[Start]

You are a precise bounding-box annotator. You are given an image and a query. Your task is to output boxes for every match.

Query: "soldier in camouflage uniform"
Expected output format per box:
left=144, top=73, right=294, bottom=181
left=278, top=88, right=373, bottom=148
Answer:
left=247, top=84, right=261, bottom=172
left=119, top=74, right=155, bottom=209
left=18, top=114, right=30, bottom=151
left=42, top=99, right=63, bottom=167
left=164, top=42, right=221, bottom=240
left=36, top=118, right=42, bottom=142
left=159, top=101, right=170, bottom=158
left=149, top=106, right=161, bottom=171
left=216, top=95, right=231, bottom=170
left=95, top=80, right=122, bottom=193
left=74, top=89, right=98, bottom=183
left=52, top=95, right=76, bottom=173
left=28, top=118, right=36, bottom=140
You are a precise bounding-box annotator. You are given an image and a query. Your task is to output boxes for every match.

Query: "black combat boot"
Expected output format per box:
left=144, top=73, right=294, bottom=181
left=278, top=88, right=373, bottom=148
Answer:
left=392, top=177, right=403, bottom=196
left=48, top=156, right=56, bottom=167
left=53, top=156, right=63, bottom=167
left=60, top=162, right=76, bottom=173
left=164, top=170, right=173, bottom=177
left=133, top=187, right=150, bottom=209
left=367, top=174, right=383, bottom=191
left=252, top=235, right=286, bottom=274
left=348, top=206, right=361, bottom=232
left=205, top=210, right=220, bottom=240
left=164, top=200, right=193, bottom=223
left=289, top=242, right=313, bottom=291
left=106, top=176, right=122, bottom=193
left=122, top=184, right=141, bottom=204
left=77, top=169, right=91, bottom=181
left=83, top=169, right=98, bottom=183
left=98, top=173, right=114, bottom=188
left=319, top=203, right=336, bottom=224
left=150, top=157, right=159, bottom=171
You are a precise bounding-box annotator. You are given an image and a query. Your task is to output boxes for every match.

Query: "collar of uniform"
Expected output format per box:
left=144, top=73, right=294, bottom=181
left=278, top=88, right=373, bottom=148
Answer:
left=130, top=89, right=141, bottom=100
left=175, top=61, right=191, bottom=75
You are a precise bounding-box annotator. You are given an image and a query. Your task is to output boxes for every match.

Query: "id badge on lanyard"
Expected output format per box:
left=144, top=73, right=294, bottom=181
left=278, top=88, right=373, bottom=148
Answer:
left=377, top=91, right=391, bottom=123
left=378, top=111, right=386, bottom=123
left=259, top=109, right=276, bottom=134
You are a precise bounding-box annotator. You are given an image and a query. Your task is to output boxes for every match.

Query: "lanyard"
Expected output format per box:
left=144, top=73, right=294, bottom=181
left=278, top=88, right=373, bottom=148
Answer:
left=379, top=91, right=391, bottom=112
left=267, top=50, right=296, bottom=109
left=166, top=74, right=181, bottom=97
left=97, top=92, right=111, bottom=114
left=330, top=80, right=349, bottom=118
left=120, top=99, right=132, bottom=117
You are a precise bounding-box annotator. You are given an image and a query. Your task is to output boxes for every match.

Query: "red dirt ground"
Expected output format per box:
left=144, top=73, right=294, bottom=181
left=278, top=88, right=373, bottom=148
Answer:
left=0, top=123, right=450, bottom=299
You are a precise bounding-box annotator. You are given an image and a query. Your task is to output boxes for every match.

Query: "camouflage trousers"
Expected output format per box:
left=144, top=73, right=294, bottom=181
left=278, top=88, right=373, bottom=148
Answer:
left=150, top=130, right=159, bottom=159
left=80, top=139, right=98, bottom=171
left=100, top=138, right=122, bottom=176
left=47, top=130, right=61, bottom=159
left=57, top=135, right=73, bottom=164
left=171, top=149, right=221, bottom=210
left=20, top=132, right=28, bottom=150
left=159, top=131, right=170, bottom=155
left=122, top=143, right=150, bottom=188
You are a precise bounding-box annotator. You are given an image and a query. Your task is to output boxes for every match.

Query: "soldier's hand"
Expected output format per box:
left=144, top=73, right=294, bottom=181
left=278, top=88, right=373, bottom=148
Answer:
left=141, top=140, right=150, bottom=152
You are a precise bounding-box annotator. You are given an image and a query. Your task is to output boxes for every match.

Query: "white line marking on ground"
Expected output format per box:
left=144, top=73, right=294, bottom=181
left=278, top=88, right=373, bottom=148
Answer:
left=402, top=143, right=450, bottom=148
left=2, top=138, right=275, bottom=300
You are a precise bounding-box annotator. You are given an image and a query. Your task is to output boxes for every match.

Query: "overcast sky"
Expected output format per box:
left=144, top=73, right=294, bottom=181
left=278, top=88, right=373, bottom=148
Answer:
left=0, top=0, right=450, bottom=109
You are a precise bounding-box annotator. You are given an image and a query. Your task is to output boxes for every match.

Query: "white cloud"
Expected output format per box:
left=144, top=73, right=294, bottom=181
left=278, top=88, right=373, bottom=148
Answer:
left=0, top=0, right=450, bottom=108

[End]
[Start]

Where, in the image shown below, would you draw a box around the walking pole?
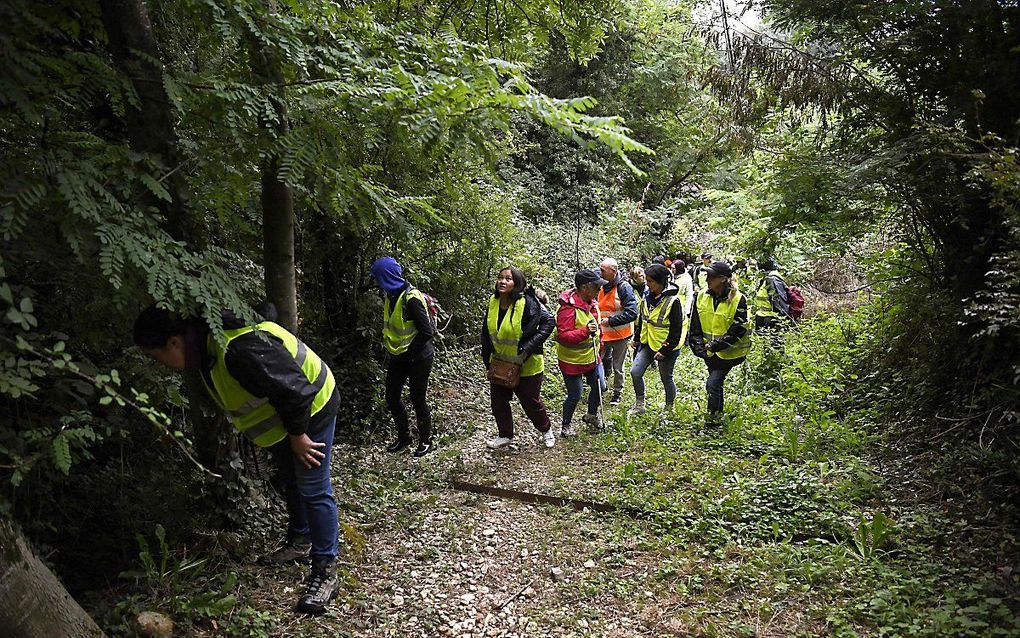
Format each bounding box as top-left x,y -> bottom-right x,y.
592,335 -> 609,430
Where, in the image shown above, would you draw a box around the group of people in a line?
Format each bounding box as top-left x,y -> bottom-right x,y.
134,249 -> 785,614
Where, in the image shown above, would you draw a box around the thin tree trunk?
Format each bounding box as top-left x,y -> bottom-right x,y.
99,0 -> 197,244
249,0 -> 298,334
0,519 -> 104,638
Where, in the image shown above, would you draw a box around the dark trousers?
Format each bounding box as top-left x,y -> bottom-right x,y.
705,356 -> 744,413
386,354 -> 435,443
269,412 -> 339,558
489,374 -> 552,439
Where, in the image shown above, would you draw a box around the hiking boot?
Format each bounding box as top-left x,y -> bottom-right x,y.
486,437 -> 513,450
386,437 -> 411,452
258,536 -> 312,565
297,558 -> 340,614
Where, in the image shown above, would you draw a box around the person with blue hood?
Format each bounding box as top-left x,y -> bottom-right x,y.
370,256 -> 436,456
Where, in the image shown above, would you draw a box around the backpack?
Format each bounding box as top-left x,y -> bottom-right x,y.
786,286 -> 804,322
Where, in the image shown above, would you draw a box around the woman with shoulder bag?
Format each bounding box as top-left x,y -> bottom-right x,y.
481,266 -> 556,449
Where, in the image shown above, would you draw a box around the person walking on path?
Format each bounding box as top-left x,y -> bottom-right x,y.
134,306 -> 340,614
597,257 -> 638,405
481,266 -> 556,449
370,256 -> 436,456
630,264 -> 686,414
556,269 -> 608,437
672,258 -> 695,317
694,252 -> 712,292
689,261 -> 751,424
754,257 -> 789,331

[End]
[Start]

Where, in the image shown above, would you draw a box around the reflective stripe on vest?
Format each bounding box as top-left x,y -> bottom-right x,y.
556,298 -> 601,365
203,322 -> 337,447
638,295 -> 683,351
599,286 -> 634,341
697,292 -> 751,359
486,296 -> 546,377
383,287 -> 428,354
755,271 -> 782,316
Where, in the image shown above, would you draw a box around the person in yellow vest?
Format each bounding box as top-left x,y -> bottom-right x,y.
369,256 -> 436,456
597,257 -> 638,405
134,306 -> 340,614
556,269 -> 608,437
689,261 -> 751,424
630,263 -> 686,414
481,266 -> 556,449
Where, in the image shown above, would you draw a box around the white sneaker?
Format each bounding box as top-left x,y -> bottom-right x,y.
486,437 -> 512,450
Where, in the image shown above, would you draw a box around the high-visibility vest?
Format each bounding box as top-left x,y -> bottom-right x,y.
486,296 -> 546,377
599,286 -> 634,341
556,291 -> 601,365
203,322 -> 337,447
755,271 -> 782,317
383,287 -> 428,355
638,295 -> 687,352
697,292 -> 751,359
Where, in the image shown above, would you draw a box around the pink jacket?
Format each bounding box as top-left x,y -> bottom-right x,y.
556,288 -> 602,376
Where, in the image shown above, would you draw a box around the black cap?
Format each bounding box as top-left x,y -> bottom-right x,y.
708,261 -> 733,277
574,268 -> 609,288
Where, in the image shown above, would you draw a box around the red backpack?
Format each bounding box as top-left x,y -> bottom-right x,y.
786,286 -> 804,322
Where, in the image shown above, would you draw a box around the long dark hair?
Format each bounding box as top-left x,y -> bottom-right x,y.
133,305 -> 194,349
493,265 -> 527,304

[End]

Please rewrite everything in the material from the line containing "around the backpack?" down to the line containing "754,257 -> 789,331", substituting "handbag" for "shoulder bag" and leaving all else unchanged.

Where, in the image shown above, would you draw a box around the backpack?
Format each bounding box as top-left x,y -> bottom-right x,y.
786,286 -> 804,322
Where, in the image shown above, would you draw a box around the woman with handbag?
Format each bounding box as top-left x,y -> bottom-right x,y.
481,266 -> 556,449
Where, in the image shown above, would you draw a box around the person walking on path?
Format each bounding box as top-left x,y -> bottom-right x,y.
134,306 -> 340,614
597,257 -> 638,405
481,266 -> 556,449
370,256 -> 436,456
630,264 -> 686,414
556,269 -> 608,437
672,258 -> 695,317
694,252 -> 712,292
689,261 -> 751,424
754,257 -> 789,331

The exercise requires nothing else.